▶ GOAL:
Retype the rows exactly, starting at the line that contains "Target: tree line" and ending at the last line of the rows. Leave the pictures out.

Dataset rows on object pointing:
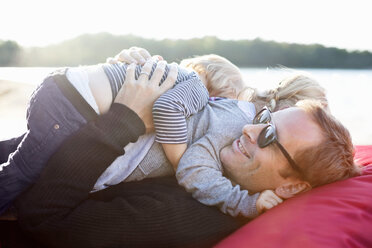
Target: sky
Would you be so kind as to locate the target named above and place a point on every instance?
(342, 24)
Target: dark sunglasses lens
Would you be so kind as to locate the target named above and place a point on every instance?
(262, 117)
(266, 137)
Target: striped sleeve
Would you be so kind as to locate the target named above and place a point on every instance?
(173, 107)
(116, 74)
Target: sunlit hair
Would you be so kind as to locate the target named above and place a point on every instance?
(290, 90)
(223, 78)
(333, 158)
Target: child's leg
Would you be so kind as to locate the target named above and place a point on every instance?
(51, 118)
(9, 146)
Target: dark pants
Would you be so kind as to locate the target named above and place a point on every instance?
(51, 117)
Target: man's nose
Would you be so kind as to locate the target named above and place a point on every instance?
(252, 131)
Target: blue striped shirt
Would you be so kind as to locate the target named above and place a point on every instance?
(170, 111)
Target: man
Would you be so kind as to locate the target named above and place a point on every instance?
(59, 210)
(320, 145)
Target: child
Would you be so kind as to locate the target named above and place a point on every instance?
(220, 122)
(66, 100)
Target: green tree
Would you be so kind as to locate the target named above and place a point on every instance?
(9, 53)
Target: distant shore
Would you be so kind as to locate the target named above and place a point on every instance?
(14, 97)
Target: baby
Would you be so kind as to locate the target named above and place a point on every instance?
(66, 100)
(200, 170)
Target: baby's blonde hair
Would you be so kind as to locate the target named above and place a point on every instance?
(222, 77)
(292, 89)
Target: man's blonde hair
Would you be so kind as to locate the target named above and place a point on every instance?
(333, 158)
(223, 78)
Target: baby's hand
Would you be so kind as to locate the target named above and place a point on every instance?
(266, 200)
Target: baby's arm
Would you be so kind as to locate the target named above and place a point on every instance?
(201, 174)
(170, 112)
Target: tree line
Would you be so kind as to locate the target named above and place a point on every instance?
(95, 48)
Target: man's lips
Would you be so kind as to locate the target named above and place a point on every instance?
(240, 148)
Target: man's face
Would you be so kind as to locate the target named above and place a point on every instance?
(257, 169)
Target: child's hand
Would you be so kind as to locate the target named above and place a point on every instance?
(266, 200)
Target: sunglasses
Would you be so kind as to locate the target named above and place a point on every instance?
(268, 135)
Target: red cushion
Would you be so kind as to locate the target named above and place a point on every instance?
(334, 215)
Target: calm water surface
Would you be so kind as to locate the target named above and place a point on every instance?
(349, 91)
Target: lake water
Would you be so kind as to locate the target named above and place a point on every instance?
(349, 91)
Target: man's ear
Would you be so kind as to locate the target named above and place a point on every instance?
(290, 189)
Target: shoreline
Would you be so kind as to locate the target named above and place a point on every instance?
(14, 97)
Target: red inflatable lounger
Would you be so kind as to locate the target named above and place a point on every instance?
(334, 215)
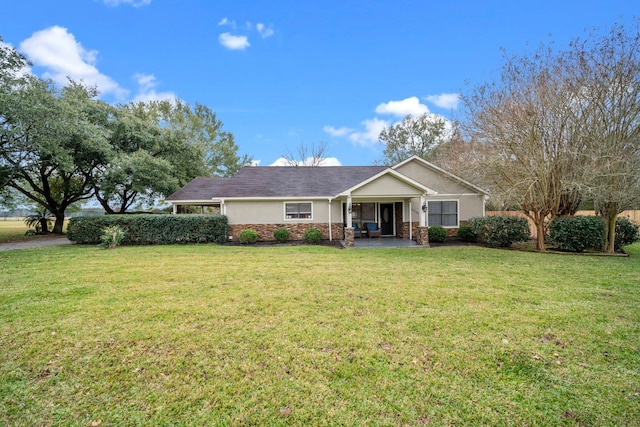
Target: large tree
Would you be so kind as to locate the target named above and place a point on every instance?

▶ TASK SOLUTION:
Target: tree line
Would you be so kind as to locate the target named above and place a point on every instance?
(95, 48)
Target: man's lips
Would you be so kind as to locate the target named above and place a point on every instance?
(240, 148)
Target: man's face
Would you be so kind as to locate the target named above and place a point on every instance?
(257, 169)
Target: child's hand
Would you be so kind as to locate the target named above and place a point on every instance?
(266, 200)
Target: sunglasses
Would you be so kind as to locate the target named above and place a point on every instance?
(268, 135)
Target: red cushion
Would you be so kind as to locate the target named above and place a point on every instance?
(334, 215)
Target: calm water surface
Would you be so kind as to locate the target named above and place a point on every instance?
(349, 91)
Target: lake water
Would you be so kind as to locate the target named above and place a point on every instance?
(349, 91)
Target: man's ear
Would you be so kind as to locate the target named above and place a point on every instance?
(290, 189)
Target: shoreline
Would you be so kind as to locate the target named above and place a point on every instance?
(14, 97)
Target: red inflatable lounger
Would you be so kind as to locate the target named above and place a point on every instance?
(334, 215)
Target: large tree
Would you be so kind as to locate the target named above and place a point on every instance?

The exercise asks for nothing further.